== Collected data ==
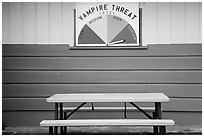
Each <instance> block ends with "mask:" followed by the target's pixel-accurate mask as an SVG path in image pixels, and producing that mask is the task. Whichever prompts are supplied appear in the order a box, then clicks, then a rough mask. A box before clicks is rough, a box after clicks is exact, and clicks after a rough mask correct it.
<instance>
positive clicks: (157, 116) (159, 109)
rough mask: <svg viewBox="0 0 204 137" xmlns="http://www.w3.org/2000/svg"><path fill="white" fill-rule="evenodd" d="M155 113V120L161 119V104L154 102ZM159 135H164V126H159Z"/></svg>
mask: <svg viewBox="0 0 204 137" xmlns="http://www.w3.org/2000/svg"><path fill="white" fill-rule="evenodd" d="M155 113H156V116H157V119H162V111H161V102H155ZM159 133H160V134H165V133H166V127H165V126H159Z"/></svg>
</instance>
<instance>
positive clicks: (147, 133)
mask: <svg viewBox="0 0 204 137" xmlns="http://www.w3.org/2000/svg"><path fill="white" fill-rule="evenodd" d="M2 134H3V135H46V134H48V128H46V127H6V129H5V130H2ZM68 134H71V135H93V134H94V135H133V134H136V135H145V134H147V135H149V134H152V127H136V126H100V127H99V126H91V127H69V128H68ZM167 134H170V135H201V134H202V127H201V126H197V125H196V126H170V127H167Z"/></svg>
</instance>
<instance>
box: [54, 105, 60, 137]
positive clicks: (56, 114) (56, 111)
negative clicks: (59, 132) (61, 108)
mask: <svg viewBox="0 0 204 137" xmlns="http://www.w3.org/2000/svg"><path fill="white" fill-rule="evenodd" d="M58 105H59V104H58V103H55V120H58ZM57 128H58V127H55V130H54V134H55V135H57Z"/></svg>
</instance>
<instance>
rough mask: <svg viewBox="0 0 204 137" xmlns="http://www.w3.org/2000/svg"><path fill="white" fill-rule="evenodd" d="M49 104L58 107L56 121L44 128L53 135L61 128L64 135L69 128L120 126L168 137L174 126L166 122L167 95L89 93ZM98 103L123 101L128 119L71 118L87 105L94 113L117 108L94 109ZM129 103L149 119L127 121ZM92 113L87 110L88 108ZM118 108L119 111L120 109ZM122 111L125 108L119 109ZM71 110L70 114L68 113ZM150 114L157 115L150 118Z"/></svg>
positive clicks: (109, 93)
mask: <svg viewBox="0 0 204 137" xmlns="http://www.w3.org/2000/svg"><path fill="white" fill-rule="evenodd" d="M46 101H47V102H49V103H54V104H55V118H54V119H52V120H43V121H41V122H40V126H45V127H49V133H50V134H53V133H54V134H57V130H58V127H60V131H61V134H66V133H67V126H116V125H121V126H123V125H129V126H130V125H134V126H153V131H154V133H155V134H165V133H166V126H168V125H174V124H175V123H174V121H173V120H171V119H162V107H161V103H162V102H168V101H169V98H168V97H167V96H166V95H164V94H163V93H95V94H94V93H85V94H55V95H53V96H51V97H49V98H47V99H46ZM69 102H82V103H81V104H80V105H79V106H78V107H76V108H73V107H72V108H70V107H68V108H67V107H63V103H69ZM96 102H109V103H111V102H123V103H124V116H125V118H126V119H69V120H67V119H68V118H69V117H70V116H71V115H72V114H74V113H75V112H77V111H78V110H79V109H80V108H82V107H83V106H84V105H85V104H86V103H92V108H91V109H92V110H96V109H97V110H116V108H113V107H94V106H93V103H96ZM135 102H137V103H139V102H149V103H154V107H139V106H137V105H136V104H135ZM126 103H130V104H131V105H132V106H133V107H134V108H136V109H137V110H138V111H140V112H142V113H143V114H144V115H145V116H147V117H148V119H127V117H126V110H127V109H128V108H129V107H127V106H126ZM84 109H85V110H88V108H87V107H85V108H84ZM117 109H118V108H117ZM119 109H121V108H119ZM69 111H71V112H70V113H69V114H68V115H67V113H68V112H69ZM147 111H148V112H153V116H150V115H149V114H148V113H147Z"/></svg>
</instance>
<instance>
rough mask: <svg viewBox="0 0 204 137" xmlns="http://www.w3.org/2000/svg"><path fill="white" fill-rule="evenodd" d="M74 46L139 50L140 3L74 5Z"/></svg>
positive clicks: (107, 3) (106, 3)
mask: <svg viewBox="0 0 204 137" xmlns="http://www.w3.org/2000/svg"><path fill="white" fill-rule="evenodd" d="M75 18H76V31H75V41H76V46H139V3H77V5H76V17H75Z"/></svg>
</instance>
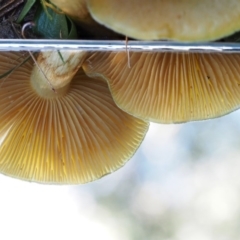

== Work item ==
Write out each line of the data above exactly, starting at the top and finishing with the line containing "positive clicks: (157, 116) (159, 109)"; omit the pictures.

== Answer area ==
Each <instance> block ends with "mask:" followed by the target's pixel-accurate mask as an SVG path in image pixels, and producing that mask is the task. Whichever prompts are supplied appear in the order a box, then clicks, then a rough mask. A box before clicks is rough, a box after clicks is exact, and clicks after a rough mask correct it.
<instance>
positive clicks: (157, 116) (159, 109)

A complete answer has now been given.